**Tasks to carry out**:
A. Decide whether each statement agrees with the text about mentally ill people in jail. For each, answer yes or no and quote the deciding words from the text. (i) The Cook County sheriff is named Tom Dart. (ii) Police went to the 57-year-old woman's home 61 times in the past 12 months. (iii) The new L.A. County program offers transitional housing.
B. Rewrite the paragraph of the text about mentally ill people in jail that begins "Clearly, a county lockup" as a short list. Keep its main facts.

**Text segment**:
****************
It is estimated that, at any time in the U.S., there are 1.2 million people with mental illness who are being held either in jail or prison. Some of them, without a doubt, truly belong there. For most, though, jail and prison has become a quasi-triage center/hospital/safety net. And it takes a huge toll.
Take Cook County, Ill. for example. Sheriff Tom Dart keeps track of the mentally ill that come under his jurisdiction.
On average, at least 30% of the 12,000 inmates suffer from a “serious” mental illness, though the sheriff said the estimate is “a horrifically conservative number.” One of those inmates, Dart said, was a “chronic self-mutilator” who has been arrested more than 100 times, ringing up more than $1 million in repeated arrest- and detention-related costs.
Another inmate, the sheriff said, recently had to be fitted with a hockey mask and thick gloves resembling oven mitts to keep him from gouging out his remaining eye. The 43-year-old man, suffering bipolar disorder and schizophrenia, had ripped one eye from the socket before his arrival at the jail, complaining that he “didn’t want to see evil anymore.”
Clearly, a county lockup or a prison setting is not a place for ill people to get help. One could argue that inmates with other illnesses such as diabetes or high blood pressure get treatment in jail, but those illnesses are not likely what brought those people into contact with the police in the first place. For the mentally ill, strange behaviors can lead to calls from neighbors, outbursts or fear can lead family members to contact police. Sometimes, it is even the mentally ill themselves that call.
The 57-year-old woman is in the midst of a near-meltdown.
“There’s three of them,” she tells two police officers, referring to “these predators who won’t leave me alone. Those sons of bitches won’t let me go. ”
The police have been here before — 61 times, in fact, in the past 17 months — and the only intruders to be found are the ones apparently stalking the woman’s troubled psyche.
During these episodes, she always summons the police because they are the closest thing she has to family. And no matter what, they always come.
Police are overwhelmed and undertrained for this work. Worse, the mentally ill simply cycle back into the law enforcement system, since the underlying illness cannot be fully addressed by the courts or jails.
In L.A. County, a new program is being launched to address this. It is meant to care for mentally-ill, low-risk offenders and offer not only treatment, but transitional housing and job-search skills. Not only will this reduce overcrowding in jails, but will treat the underlying cause of so many of these people’s reason for being in trouble with the law in the first place.
****************
**Data section**:
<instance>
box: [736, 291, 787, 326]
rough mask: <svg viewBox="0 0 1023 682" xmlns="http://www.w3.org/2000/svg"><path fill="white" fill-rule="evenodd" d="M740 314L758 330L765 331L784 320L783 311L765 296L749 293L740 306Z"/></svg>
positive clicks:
****************
**Expected results**:
A.
(i) Yes: "Sheriff Tom Dart keeps track of the mentally ill that come under his jurisdiction."
(ii) No: "61 times, in fact, in the past 17 months"
(iii) Yes: "offer not only treatment, but transitional housing and job-search skills"

B.
- A county lockup or prison is not a place where ill people can get help.
- Inmates with illnesses like diabetes or high blood pressure get treatment in jail, but those illnesses probably did not bring them into contact with the police.
- For the mentally ill, strange behavior can lead neighbors to call, and outbursts or fear can lead family members to contact police.
- Sometimes the mentally ill call the police themselves.